Арт-дилер номер один в мире, американец Ларри Гагосян, издаёт Larry's List, онлайновый журнал-рассылку. Этот журнал ежегодно печатает список Топ-200 мировых коллекционеров. За относительно небольшие деньги можно у Ларри приобрести базу данных, в которых будут указаны контактные данные коллекционеров; к счастью коллекционеров и к несчастью художников и галеристов эти данные неактуальны, связаться с богатым ценителем прекрасного будет невозможно. Продажа произведения искусства — это таинство, это тихие переговоры на ушко, в результате которых у картины или скульптуры появляется на стенке рядом с подписью красный кружочек, означающей "продано". На Западе и на Востоке тысячи коллекционеров, в России счёт пока идёт на десятки.

Что нужно сделать: Перепишите кусок текста о коллекционерах: начните со слов "Арт-дилер номер один" и закончите на словах "идёт на десятки.". При этом измените "Топ-200" на "Топ-100".

Исходные данные:
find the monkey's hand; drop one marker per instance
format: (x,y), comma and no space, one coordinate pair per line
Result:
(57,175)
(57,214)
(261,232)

Ожидаемый ответ:
Арт-дилер номер один в мире, американец Ларри Гагосян, издаёт Larry's List, онлайновый журнал-рассылку. Этот журнал ежегодно печатает список Топ-100 мировых коллекционеров. За относительно небольшие деньги можно у Ларри приобрести базу данных, в которых будут указаны контактные данные коллекционеров; к счастью коллекционеров и к несчастью художников и галеристов эти данные неактуальны, связаться с богатым ценителем прекрасного будет невозможно. Продажа произведения искусства — это таинство, это тихие переговоры на ушко, в результате которых у картины или скульптуры появляется на стенке рядом с подписью красный кружочек, означающей "продано". На Западе и на Востоке тысячи коллекционеров, в России счёт пока идёт на десятки.